### Data records:

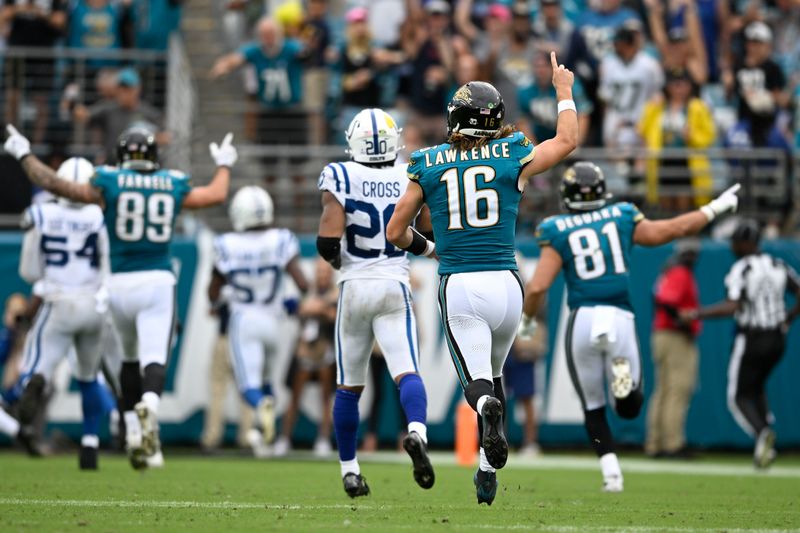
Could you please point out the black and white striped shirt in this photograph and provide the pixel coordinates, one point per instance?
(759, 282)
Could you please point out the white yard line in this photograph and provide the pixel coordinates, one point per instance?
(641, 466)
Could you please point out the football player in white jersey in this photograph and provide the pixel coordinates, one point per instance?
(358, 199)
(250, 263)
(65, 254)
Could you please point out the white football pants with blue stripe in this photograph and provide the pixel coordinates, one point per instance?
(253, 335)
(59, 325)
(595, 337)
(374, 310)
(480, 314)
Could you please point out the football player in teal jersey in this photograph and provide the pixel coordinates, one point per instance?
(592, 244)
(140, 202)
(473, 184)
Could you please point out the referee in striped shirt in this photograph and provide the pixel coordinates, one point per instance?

### Requirement:
Print exactly the lines of the records from the one containing "Could you please point out the white yard" through the end, and nothing besides them.

### Answer area:
Could you please point out the white yard line in this photograph and provide the pixel coordinates, one point per instance?
(641, 466)
Could you please point out the football player in white jersey in this photograph and provide the pixel coordinates, one point per instance?
(358, 199)
(250, 263)
(65, 254)
Could you please point out the white football pants with blue stripe in this photograph and provide the pixel coordinates, one point per instance?
(253, 335)
(59, 325)
(595, 337)
(374, 310)
(480, 314)
Could you please point out the football player in teal jersey in this photograph and provide the pixel coordinates, one point per instance?
(592, 244)
(140, 202)
(473, 184)
Could you please point out the referee in striped shirt in this photograph and provide the pixel coordinates, one point per instance?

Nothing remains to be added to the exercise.